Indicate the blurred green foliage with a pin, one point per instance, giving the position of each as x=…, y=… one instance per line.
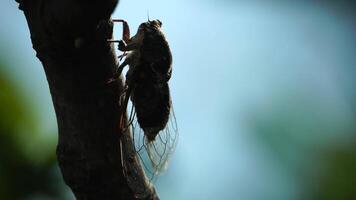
x=24, y=174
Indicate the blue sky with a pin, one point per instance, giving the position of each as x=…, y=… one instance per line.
x=235, y=63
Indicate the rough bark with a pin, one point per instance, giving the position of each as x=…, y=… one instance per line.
x=69, y=37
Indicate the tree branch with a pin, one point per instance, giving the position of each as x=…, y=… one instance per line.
x=69, y=37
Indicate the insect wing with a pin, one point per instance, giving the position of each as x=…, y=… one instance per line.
x=155, y=155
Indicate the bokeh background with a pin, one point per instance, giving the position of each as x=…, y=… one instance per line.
x=264, y=94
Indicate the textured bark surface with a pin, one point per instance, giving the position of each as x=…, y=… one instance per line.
x=69, y=37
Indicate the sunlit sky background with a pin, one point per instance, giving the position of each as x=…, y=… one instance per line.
x=258, y=89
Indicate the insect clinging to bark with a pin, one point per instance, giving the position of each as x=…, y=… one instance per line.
x=152, y=119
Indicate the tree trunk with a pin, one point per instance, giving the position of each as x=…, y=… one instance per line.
x=96, y=158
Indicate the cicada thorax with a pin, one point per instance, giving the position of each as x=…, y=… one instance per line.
x=152, y=105
x=150, y=94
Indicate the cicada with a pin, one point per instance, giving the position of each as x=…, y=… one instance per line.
x=151, y=116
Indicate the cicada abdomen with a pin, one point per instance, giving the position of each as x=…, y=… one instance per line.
x=152, y=121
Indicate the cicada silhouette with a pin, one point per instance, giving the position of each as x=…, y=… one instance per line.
x=151, y=116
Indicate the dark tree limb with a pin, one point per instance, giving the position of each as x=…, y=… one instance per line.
x=69, y=37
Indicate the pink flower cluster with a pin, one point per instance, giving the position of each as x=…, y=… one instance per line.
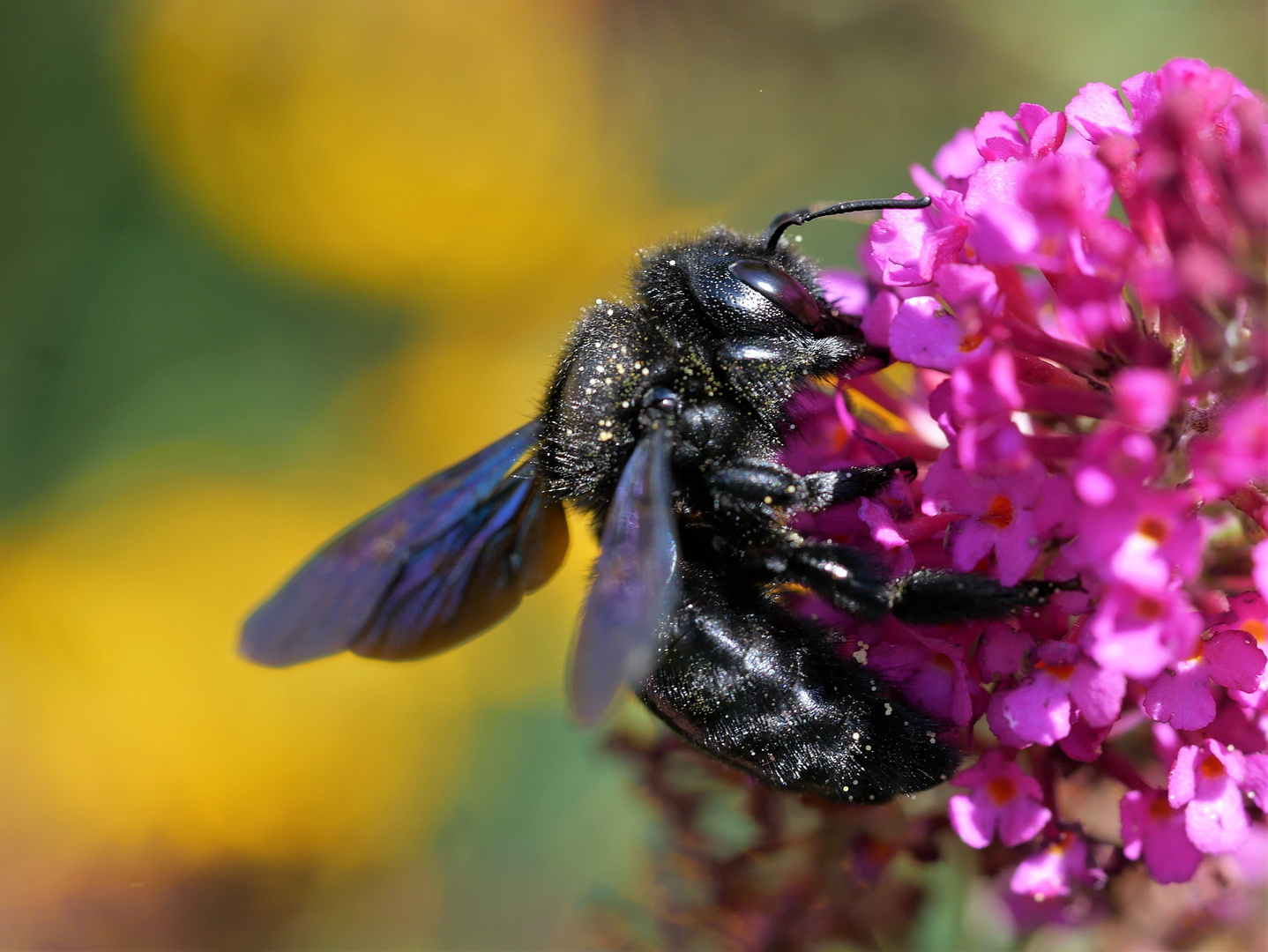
x=1077, y=326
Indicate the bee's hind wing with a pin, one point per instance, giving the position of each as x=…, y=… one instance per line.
x=636, y=586
x=442, y=562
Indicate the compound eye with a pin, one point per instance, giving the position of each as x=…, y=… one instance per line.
x=779, y=286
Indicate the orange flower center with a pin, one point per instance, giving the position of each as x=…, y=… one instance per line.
x=1152, y=527
x=1001, y=790
x=999, y=512
x=970, y=341
x=1062, y=672
x=1212, y=767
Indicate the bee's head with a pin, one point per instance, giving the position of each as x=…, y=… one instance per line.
x=750, y=286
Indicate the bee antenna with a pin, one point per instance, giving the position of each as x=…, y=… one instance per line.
x=772, y=236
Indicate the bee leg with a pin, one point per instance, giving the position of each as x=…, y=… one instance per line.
x=848, y=578
x=929, y=598
x=833, y=487
x=764, y=488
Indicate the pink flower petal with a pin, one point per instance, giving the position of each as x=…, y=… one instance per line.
x=1083, y=743
x=1048, y=136
x=1017, y=547
x=958, y=159
x=845, y=291
x=1256, y=778
x=925, y=335
x=1028, y=115
x=1218, y=824
x=1182, y=783
x=1039, y=711
x=1155, y=832
x=1145, y=397
x=877, y=317
x=1097, y=113
x=1003, y=651
x=996, y=138
x=1182, y=699
x=974, y=823
x=1022, y=821
x=1097, y=692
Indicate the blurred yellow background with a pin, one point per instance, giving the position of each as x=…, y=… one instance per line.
x=263, y=265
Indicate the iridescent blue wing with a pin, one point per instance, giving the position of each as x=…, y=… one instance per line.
x=636, y=587
x=474, y=575
x=336, y=599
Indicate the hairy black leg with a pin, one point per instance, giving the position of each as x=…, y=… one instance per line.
x=764, y=487
x=837, y=486
x=847, y=577
x=772, y=694
x=929, y=598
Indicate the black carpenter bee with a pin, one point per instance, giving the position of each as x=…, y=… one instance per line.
x=663, y=422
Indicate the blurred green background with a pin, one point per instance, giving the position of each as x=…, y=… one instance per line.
x=265, y=263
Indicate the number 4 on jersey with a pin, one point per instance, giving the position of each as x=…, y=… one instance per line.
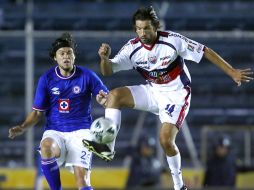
x=170, y=108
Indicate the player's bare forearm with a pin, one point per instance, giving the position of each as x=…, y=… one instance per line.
x=33, y=118
x=238, y=75
x=105, y=64
x=218, y=60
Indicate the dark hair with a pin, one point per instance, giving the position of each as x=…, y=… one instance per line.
x=146, y=14
x=65, y=40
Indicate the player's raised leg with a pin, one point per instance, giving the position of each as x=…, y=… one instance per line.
x=49, y=152
x=168, y=134
x=118, y=98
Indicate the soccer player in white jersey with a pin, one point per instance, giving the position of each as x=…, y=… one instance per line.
x=159, y=57
x=64, y=94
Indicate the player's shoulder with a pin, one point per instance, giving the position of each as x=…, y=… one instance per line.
x=176, y=36
x=85, y=71
x=169, y=34
x=48, y=73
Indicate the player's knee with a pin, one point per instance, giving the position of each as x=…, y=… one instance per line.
x=168, y=145
x=82, y=177
x=114, y=98
x=47, y=148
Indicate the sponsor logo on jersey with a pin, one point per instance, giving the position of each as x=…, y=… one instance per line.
x=199, y=48
x=190, y=47
x=55, y=91
x=152, y=59
x=76, y=90
x=64, y=105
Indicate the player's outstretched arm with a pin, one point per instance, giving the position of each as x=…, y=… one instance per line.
x=238, y=75
x=32, y=118
x=105, y=64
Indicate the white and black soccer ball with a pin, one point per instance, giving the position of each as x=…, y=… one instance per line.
x=103, y=130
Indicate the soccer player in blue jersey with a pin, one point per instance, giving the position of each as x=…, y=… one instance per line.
x=64, y=95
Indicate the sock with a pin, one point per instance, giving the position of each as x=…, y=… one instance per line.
x=51, y=173
x=115, y=116
x=87, y=188
x=174, y=163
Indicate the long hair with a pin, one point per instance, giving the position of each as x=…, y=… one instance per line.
x=146, y=14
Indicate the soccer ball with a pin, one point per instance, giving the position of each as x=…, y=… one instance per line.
x=103, y=130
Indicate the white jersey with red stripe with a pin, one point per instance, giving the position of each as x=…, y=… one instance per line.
x=161, y=64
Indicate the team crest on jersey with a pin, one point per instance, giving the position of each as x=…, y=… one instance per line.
x=55, y=91
x=76, y=90
x=190, y=47
x=64, y=105
x=152, y=60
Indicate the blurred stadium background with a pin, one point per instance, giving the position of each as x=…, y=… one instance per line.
x=218, y=106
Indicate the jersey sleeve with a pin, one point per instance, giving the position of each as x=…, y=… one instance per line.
x=96, y=84
x=122, y=61
x=189, y=49
x=41, y=100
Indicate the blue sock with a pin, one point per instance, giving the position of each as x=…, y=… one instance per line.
x=51, y=173
x=87, y=188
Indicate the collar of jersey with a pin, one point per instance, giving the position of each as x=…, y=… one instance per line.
x=150, y=47
x=57, y=70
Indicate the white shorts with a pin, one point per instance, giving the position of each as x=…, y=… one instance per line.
x=73, y=153
x=171, y=106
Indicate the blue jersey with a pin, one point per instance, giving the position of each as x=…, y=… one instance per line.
x=67, y=100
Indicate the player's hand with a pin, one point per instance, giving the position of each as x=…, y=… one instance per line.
x=242, y=75
x=102, y=98
x=104, y=51
x=16, y=131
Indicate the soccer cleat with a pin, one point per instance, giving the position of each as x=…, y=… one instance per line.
x=100, y=150
x=184, y=187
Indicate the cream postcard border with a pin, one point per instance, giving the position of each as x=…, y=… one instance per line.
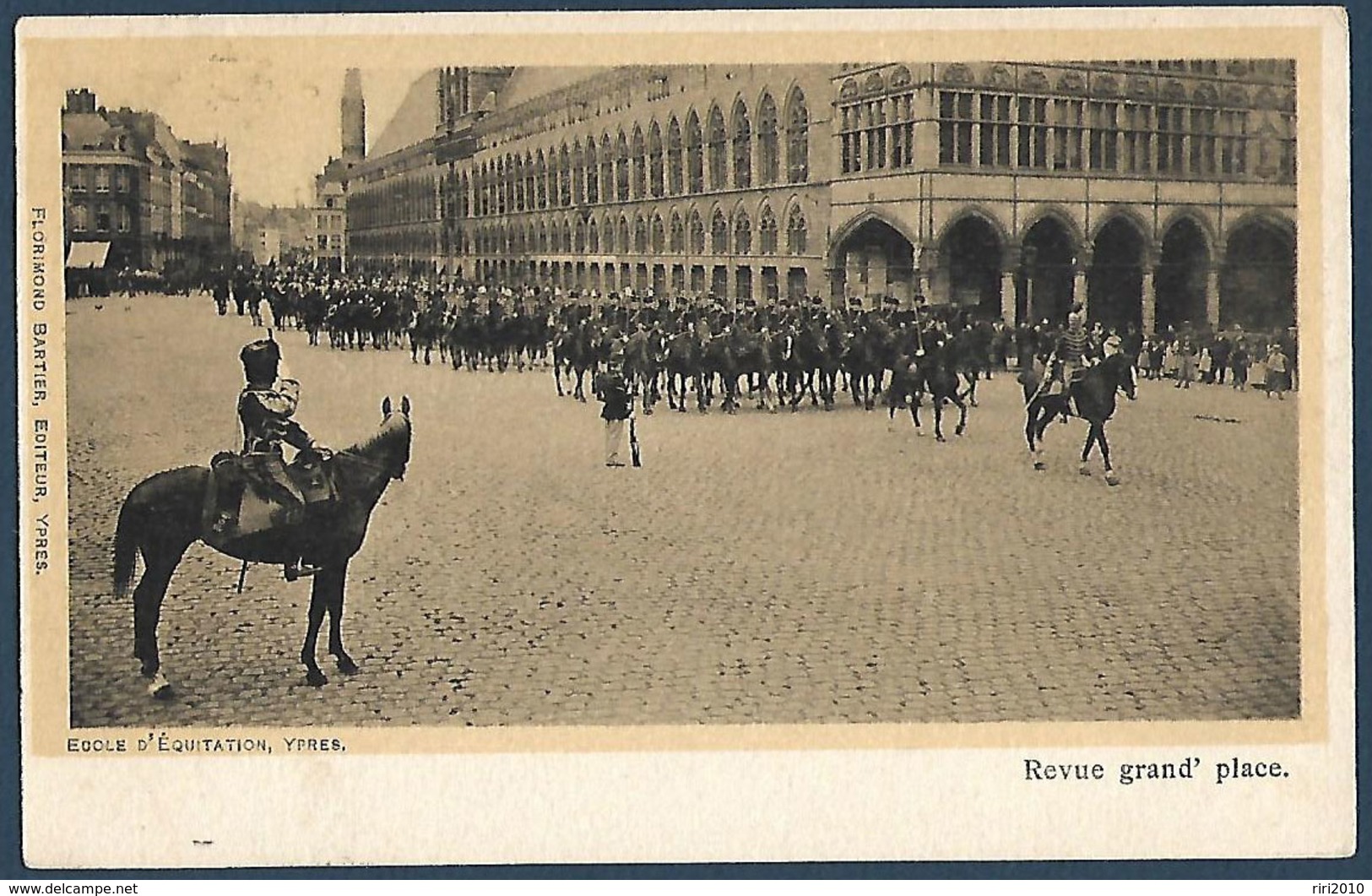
x=715, y=792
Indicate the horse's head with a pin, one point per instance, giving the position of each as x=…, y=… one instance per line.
x=1124, y=377
x=393, y=443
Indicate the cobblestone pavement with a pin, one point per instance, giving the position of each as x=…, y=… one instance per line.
x=811, y=567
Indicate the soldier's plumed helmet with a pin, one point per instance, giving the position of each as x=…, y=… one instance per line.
x=261, y=360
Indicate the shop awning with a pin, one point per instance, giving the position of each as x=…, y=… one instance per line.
x=87, y=254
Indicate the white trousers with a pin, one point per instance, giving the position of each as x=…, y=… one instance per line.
x=615, y=441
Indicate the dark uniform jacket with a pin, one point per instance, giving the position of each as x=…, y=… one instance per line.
x=265, y=413
x=612, y=390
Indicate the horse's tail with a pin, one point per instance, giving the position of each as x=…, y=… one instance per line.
x=125, y=551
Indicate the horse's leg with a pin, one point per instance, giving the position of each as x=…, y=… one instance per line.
x=147, y=610
x=335, y=582
x=1086, y=450
x=318, y=605
x=1112, y=479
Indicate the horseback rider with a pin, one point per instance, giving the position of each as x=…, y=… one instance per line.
x=267, y=406
x=1075, y=351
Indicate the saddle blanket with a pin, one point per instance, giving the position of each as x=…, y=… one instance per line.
x=259, y=493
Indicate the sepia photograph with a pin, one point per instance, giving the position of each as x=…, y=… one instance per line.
x=693, y=399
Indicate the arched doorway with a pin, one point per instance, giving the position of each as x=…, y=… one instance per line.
x=1183, y=270
x=1257, y=285
x=1114, y=283
x=1043, y=289
x=969, y=267
x=874, y=259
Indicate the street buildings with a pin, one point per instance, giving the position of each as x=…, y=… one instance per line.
x=328, y=242
x=272, y=234
x=1158, y=193
x=146, y=198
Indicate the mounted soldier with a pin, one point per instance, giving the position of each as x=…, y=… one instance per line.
x=267, y=406
x=1075, y=351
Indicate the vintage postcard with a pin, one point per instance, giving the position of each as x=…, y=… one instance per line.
x=685, y=437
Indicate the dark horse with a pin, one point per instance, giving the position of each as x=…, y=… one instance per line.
x=1093, y=397
x=165, y=515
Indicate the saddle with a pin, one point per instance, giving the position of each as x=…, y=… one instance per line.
x=258, y=493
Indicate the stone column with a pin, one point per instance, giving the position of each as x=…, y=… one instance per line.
x=1079, y=283
x=1212, y=296
x=1148, y=301
x=926, y=259
x=1007, y=296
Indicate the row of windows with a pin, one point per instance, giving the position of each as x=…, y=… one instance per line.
x=689, y=158
x=401, y=243
x=678, y=235
x=105, y=219
x=722, y=281
x=394, y=202
x=1001, y=131
x=98, y=177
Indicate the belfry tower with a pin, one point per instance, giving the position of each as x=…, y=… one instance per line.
x=353, y=117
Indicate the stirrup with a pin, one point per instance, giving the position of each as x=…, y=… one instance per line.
x=296, y=571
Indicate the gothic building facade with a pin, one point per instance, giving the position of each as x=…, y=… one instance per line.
x=1154, y=193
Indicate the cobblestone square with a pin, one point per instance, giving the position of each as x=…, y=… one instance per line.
x=761, y=568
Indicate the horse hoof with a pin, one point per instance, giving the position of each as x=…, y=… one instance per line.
x=160, y=687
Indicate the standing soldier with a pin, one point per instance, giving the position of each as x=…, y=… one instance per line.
x=618, y=405
x=267, y=406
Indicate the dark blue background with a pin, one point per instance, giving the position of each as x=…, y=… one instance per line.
x=11, y=863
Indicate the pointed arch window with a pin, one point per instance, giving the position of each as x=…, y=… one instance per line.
x=659, y=235
x=674, y=158
x=796, y=232
x=564, y=179
x=742, y=147
x=640, y=234
x=592, y=173
x=768, y=162
x=607, y=169
x=656, y=180
x=678, y=235
x=767, y=232
x=697, y=234
x=718, y=146
x=695, y=157
x=621, y=169
x=797, y=138
x=640, y=165
x=742, y=235
x=530, y=191
x=541, y=182
x=578, y=175
x=719, y=234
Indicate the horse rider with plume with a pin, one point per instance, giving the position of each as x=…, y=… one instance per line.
x=267, y=410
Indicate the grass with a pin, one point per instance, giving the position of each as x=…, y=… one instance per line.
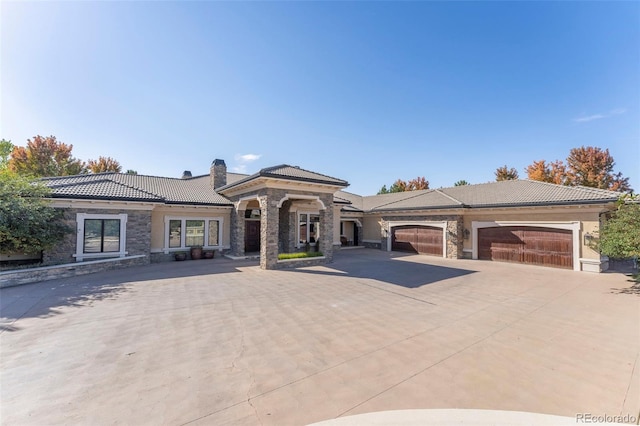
x=302, y=255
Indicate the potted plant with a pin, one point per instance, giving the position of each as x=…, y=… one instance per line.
x=196, y=252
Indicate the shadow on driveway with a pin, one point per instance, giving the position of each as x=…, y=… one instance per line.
x=391, y=268
x=48, y=298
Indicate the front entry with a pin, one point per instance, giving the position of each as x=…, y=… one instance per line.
x=251, y=236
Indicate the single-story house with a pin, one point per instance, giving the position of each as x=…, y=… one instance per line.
x=284, y=209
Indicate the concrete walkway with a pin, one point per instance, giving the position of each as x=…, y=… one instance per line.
x=213, y=342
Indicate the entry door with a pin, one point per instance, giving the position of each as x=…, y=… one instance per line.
x=252, y=236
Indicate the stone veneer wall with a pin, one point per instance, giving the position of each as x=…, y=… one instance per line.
x=138, y=235
x=270, y=225
x=454, y=231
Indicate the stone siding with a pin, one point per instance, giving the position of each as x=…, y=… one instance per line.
x=377, y=246
x=277, y=226
x=138, y=235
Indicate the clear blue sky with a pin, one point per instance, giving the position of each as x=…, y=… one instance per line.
x=364, y=91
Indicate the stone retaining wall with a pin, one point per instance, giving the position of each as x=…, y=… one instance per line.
x=301, y=263
x=45, y=273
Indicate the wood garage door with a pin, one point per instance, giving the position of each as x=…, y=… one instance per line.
x=417, y=239
x=523, y=244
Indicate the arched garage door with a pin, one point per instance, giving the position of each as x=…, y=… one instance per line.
x=526, y=244
x=417, y=239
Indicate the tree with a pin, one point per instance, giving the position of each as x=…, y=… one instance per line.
x=591, y=166
x=401, y=186
x=552, y=172
x=398, y=186
x=103, y=164
x=6, y=147
x=504, y=173
x=27, y=223
x=620, y=234
x=45, y=156
x=417, y=184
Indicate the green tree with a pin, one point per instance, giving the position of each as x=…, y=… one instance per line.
x=45, y=156
x=504, y=173
x=620, y=233
x=6, y=147
x=402, y=186
x=27, y=223
x=103, y=164
x=552, y=172
x=593, y=167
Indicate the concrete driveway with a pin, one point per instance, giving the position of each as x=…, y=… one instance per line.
x=223, y=342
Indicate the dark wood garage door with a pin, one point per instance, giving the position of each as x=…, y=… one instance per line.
x=532, y=245
x=417, y=239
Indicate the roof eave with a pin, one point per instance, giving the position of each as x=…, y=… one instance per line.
x=545, y=203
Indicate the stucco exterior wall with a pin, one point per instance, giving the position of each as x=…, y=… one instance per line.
x=371, y=228
x=138, y=235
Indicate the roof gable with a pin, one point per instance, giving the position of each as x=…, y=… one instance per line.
x=288, y=173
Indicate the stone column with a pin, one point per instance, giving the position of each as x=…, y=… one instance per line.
x=454, y=239
x=326, y=225
x=293, y=231
x=268, y=232
x=237, y=232
x=284, y=241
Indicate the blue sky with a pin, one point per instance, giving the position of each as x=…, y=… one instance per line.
x=364, y=91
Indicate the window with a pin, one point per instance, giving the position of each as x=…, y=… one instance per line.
x=182, y=233
x=195, y=233
x=100, y=235
x=214, y=231
x=308, y=228
x=175, y=233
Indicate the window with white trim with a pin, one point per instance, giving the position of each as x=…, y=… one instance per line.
x=308, y=228
x=100, y=235
x=185, y=232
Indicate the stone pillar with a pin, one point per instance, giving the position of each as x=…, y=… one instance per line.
x=326, y=225
x=293, y=231
x=237, y=232
x=455, y=243
x=283, y=229
x=270, y=219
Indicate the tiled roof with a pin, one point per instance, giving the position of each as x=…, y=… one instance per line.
x=126, y=187
x=493, y=194
x=287, y=172
x=527, y=192
x=354, y=200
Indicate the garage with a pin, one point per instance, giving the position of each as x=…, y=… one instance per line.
x=417, y=239
x=530, y=245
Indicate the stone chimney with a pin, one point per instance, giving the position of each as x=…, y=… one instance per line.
x=218, y=173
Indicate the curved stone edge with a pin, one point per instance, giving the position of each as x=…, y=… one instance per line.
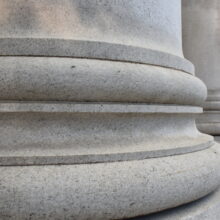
x=99, y=158
x=209, y=127
x=9, y=157
x=108, y=190
x=206, y=208
x=213, y=95
x=71, y=107
x=91, y=50
x=80, y=80
x=212, y=106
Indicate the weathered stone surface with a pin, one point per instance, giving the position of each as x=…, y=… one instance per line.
x=107, y=190
x=206, y=208
x=201, y=44
x=98, y=110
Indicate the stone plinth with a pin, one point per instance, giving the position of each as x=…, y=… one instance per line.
x=98, y=110
x=201, y=43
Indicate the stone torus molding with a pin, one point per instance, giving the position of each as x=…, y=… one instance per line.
x=98, y=108
x=201, y=43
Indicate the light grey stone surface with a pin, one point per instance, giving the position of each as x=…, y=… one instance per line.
x=107, y=190
x=207, y=208
x=66, y=79
x=89, y=133
x=119, y=22
x=98, y=110
x=201, y=45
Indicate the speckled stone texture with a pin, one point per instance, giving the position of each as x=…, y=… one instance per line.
x=201, y=45
x=207, y=208
x=97, y=111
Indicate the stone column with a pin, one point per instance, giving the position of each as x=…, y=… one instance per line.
x=98, y=110
x=201, y=41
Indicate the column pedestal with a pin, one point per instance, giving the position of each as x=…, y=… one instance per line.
x=98, y=109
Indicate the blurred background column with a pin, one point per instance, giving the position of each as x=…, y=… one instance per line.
x=201, y=45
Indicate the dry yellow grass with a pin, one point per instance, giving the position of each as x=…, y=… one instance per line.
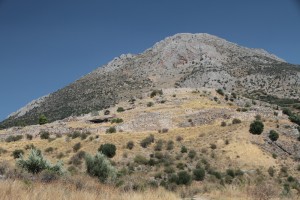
x=240, y=153
x=18, y=190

TRY IT: Retype exactly, and only, the lines from the one containing "Indicate the light" through the end of the material, leaving aside every picture.

REPLY TO THE TASK:
Indicate the light grey stone surface with a pin, one point per instance, giving the position of each as x=…, y=… one instance per line.
x=107, y=190
x=207, y=208
x=66, y=79
x=89, y=133
x=119, y=22
x=98, y=110
x=201, y=45
Indicate the speckled stone texture with a pin, one point per instance, giving the position of each as x=…, y=… one instance per line.
x=201, y=45
x=207, y=208
x=97, y=111
Indicate the stone column with a pin, one point per instance, giving the position of each as x=…, y=… one instance per line.
x=98, y=110
x=201, y=41
Indicate the column pedestal with a pin, one point per instance, giving the position of each as x=…, y=… one instance per line.
x=98, y=109
Indicate the blurred background column with a pin, one point per instance, giving the position of each as x=…, y=… one instance per line.
x=201, y=45
Indicate the dry yellow grass with a pin, one point per instance, giving the position of each as x=…, y=… one instance per line.
x=240, y=153
x=18, y=190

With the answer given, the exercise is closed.